WHAT THIS TASK INVOLVES: When you reach the line that contains "Target: parked car" in the data below, start reproducing lines exactly, and stop after the line that contains "Practice. Annotate every instance of the paved".
[RECORD EXCERPTS]
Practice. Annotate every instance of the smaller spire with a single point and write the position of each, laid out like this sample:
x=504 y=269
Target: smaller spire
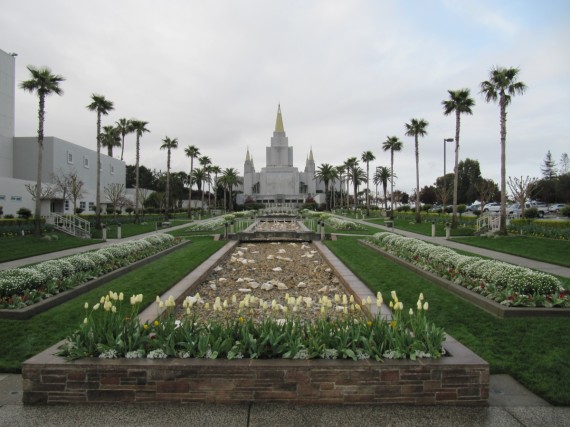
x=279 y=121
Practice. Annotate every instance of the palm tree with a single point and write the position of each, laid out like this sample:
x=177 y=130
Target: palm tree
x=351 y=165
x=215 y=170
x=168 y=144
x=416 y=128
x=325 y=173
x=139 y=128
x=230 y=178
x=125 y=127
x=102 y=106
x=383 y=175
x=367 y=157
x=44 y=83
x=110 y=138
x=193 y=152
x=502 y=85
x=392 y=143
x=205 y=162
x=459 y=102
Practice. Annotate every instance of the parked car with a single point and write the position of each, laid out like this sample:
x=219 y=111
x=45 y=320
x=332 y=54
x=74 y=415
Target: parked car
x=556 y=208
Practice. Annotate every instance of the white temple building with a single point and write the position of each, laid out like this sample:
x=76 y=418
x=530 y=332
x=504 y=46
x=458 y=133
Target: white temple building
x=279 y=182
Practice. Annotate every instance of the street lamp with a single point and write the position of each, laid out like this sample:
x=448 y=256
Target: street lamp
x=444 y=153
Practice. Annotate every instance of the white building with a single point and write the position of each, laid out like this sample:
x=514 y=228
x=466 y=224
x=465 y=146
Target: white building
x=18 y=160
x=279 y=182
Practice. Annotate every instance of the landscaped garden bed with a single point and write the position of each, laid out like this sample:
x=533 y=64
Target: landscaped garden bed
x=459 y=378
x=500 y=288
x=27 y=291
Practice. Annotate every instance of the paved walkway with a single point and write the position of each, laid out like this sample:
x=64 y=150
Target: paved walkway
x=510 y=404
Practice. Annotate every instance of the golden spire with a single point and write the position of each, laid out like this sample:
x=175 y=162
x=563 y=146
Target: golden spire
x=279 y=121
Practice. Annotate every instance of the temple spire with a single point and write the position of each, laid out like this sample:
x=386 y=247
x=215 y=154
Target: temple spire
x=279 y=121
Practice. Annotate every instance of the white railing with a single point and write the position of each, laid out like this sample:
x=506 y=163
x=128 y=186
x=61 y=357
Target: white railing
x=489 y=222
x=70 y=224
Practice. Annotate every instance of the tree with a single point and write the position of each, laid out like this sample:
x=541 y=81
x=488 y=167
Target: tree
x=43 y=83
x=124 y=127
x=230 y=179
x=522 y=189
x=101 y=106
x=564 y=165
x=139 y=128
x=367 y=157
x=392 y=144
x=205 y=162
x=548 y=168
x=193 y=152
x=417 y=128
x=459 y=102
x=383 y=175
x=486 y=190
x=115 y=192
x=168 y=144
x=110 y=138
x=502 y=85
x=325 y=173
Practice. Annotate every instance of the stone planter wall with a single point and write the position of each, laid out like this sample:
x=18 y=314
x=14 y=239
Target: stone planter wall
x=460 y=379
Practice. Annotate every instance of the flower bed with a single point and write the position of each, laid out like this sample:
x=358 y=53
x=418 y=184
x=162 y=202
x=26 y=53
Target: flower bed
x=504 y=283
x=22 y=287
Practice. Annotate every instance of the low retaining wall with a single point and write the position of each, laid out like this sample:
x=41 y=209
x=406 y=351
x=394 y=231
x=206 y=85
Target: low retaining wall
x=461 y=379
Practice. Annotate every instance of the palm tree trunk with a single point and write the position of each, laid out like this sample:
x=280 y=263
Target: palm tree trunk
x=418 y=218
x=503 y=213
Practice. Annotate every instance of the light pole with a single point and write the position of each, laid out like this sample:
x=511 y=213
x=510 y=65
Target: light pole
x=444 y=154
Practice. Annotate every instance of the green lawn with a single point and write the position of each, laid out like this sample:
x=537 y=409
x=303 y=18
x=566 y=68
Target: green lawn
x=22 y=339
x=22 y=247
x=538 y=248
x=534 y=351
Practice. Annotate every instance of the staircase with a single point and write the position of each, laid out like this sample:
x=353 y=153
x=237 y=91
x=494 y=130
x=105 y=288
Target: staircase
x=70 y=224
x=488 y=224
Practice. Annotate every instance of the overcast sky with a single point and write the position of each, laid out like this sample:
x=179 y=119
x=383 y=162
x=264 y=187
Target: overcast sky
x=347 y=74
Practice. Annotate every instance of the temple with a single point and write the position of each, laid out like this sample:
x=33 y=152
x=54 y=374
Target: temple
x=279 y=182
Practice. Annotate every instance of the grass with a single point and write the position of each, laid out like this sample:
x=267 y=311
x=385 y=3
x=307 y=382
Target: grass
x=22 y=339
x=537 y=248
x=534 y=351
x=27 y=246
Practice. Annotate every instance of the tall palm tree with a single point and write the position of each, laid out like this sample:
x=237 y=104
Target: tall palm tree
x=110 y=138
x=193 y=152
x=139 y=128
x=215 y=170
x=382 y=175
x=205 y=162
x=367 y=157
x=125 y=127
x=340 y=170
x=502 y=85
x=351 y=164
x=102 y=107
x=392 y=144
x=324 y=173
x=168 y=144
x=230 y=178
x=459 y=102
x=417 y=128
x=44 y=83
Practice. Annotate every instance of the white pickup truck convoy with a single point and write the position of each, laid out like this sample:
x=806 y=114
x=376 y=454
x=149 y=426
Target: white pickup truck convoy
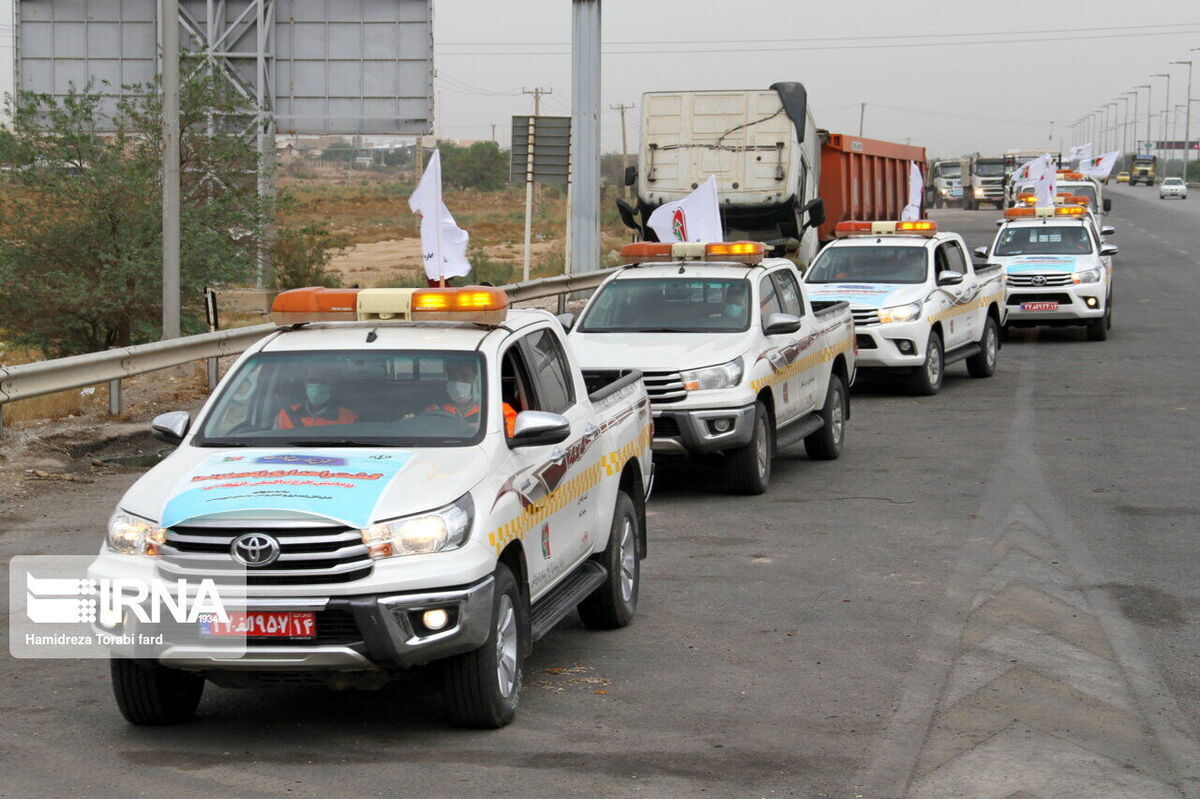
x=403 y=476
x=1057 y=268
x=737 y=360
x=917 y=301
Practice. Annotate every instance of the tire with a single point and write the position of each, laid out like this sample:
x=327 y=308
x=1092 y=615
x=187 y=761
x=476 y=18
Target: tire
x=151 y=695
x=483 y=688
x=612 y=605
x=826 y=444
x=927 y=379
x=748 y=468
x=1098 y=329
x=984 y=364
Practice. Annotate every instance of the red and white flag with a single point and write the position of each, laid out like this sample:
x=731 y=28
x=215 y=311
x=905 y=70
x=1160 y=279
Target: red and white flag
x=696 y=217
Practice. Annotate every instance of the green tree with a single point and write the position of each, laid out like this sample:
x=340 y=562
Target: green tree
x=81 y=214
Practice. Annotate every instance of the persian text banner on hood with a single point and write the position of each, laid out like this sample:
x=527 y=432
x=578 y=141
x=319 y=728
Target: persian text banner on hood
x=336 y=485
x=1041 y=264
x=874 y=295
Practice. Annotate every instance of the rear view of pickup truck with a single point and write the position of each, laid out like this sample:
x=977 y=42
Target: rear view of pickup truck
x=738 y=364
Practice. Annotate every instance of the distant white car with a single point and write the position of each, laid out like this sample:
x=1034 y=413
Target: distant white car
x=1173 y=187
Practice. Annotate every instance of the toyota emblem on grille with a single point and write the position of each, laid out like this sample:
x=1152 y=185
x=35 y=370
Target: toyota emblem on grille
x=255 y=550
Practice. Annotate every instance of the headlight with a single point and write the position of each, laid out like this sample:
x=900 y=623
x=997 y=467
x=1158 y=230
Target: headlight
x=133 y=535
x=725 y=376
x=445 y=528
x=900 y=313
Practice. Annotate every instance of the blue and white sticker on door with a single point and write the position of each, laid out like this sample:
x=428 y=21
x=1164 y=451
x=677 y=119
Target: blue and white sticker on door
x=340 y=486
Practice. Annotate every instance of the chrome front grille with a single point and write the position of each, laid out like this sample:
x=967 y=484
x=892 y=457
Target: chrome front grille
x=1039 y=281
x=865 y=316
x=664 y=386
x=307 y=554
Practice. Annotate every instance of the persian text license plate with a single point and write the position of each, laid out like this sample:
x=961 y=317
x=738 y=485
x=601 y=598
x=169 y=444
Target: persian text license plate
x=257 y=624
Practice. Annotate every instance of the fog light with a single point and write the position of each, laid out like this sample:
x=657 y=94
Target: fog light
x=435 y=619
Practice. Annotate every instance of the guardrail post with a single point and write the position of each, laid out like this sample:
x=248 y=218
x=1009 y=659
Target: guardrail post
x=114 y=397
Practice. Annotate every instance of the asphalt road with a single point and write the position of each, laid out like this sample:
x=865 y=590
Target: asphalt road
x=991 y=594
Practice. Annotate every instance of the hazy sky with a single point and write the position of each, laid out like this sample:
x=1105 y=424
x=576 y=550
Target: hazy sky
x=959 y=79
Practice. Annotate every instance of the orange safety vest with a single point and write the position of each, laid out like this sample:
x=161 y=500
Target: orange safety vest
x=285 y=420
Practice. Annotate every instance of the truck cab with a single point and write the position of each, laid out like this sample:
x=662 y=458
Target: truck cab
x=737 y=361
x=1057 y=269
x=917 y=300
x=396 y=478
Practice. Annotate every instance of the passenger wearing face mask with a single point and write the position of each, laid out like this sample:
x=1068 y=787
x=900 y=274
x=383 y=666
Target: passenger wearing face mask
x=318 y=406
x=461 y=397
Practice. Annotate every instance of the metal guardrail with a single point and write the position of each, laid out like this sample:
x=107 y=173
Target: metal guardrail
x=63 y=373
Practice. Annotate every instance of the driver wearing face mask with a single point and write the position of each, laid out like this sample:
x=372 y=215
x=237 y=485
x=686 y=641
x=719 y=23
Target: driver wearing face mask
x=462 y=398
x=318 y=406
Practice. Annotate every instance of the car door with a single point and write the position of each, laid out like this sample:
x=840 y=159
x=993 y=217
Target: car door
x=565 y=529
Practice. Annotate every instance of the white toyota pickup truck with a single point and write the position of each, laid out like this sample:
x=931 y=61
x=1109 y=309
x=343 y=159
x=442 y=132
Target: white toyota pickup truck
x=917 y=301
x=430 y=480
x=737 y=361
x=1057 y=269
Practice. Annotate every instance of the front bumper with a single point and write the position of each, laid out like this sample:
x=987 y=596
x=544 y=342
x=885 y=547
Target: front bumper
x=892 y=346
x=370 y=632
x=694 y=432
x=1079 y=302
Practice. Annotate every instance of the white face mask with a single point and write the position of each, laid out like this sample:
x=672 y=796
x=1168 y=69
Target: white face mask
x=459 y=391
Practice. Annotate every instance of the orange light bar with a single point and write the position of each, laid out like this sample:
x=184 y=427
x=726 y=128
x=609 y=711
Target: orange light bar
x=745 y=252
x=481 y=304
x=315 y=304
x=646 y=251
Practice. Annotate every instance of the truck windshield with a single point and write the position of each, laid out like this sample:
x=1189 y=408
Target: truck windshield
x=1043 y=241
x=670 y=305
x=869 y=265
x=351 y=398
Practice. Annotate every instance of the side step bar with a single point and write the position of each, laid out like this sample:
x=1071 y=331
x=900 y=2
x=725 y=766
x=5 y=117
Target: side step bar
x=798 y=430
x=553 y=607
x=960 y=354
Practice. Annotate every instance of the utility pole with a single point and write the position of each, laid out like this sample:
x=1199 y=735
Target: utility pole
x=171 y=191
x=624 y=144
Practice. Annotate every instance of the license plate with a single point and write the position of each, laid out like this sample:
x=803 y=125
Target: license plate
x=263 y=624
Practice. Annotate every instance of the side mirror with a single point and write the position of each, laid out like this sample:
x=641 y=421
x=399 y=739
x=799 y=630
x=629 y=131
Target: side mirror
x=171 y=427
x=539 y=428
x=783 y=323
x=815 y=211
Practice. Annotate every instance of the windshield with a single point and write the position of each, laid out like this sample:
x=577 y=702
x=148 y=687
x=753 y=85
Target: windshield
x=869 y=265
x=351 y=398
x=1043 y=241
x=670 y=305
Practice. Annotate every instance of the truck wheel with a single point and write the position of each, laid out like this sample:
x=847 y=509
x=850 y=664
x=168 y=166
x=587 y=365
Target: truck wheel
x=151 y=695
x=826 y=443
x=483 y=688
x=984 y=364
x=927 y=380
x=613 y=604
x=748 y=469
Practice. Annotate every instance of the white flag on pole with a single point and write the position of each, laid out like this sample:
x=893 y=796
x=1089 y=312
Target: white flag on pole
[/RECORD EXCERPTS]
OUTPUT OF THE EXERCISE:
Target: parked car
x=556 y=208
Practice. Annotate every instance of the white temple building with a single point and write the position of each, laid out like this sample:
x=76 y=418
x=530 y=332
x=504 y=46
x=458 y=133
Target: white temple building
x=279 y=182
Practice. Annotate every instance of the street lamp with a single point and write the position of each, laid out like this sample:
x=448 y=256
Target: street lamp
x=444 y=153
Practice. Annotate every instance of the white building with a single point and write the position of each, laid out like this sample:
x=514 y=228
x=466 y=224
x=465 y=146
Target: white building
x=18 y=160
x=279 y=182
Practice. Annotate every instance of the landscaped garden bed with a single point and write the position of each, laid out like this sample:
x=533 y=64
Target: landscaped garden bed
x=459 y=378
x=500 y=288
x=27 y=291
Practice. Annotate every instance of the paved walkway with a single point and write the position of each, laid out like this sample:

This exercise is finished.